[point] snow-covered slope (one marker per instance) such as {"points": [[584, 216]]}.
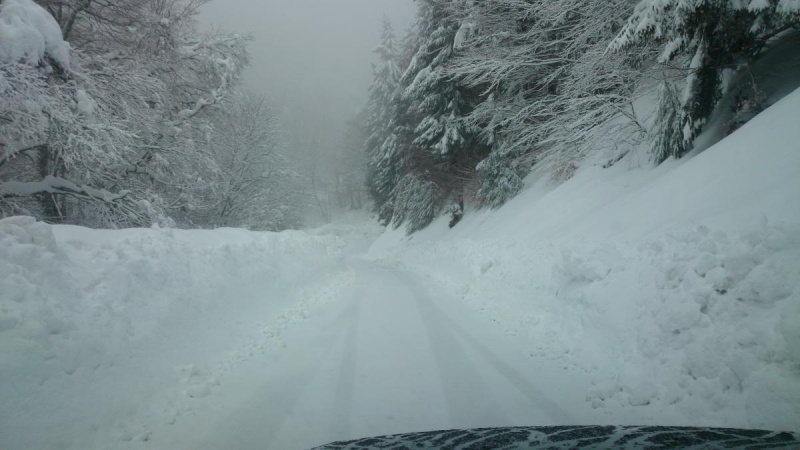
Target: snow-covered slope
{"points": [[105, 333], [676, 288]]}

--

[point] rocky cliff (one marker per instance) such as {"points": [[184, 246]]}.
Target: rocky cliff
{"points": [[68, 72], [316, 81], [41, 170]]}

* * *

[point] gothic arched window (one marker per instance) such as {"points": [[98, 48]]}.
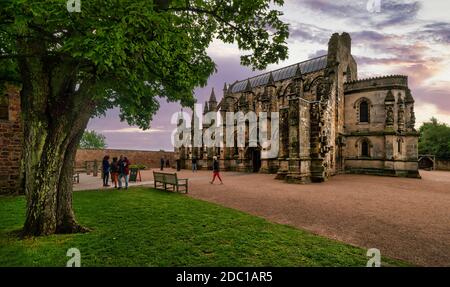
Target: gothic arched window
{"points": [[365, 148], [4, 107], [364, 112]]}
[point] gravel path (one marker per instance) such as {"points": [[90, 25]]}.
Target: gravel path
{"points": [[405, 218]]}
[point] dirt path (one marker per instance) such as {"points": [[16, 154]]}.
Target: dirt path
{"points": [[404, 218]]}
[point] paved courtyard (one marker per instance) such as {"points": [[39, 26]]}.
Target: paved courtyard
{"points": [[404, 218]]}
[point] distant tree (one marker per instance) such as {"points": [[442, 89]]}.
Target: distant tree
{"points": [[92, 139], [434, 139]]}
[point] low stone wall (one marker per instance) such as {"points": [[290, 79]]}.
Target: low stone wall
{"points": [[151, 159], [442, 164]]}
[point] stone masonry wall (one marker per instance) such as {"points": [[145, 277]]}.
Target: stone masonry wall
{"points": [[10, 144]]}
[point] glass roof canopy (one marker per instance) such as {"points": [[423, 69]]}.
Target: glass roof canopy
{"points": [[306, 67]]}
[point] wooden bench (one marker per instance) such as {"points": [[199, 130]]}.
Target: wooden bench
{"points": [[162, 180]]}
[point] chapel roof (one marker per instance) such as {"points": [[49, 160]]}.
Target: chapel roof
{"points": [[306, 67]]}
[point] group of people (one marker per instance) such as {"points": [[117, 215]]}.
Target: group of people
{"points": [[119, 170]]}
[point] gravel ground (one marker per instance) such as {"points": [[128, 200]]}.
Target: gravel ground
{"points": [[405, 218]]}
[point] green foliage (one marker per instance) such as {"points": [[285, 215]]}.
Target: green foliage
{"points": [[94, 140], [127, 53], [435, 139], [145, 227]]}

§ **TASK TO COMPLETE**
Count the lines in the listing above that contain the string "slope", treating uppercase and lowercase letters as distinct, and reply with only the number.

§ **RESULT OF THIS TASK**
2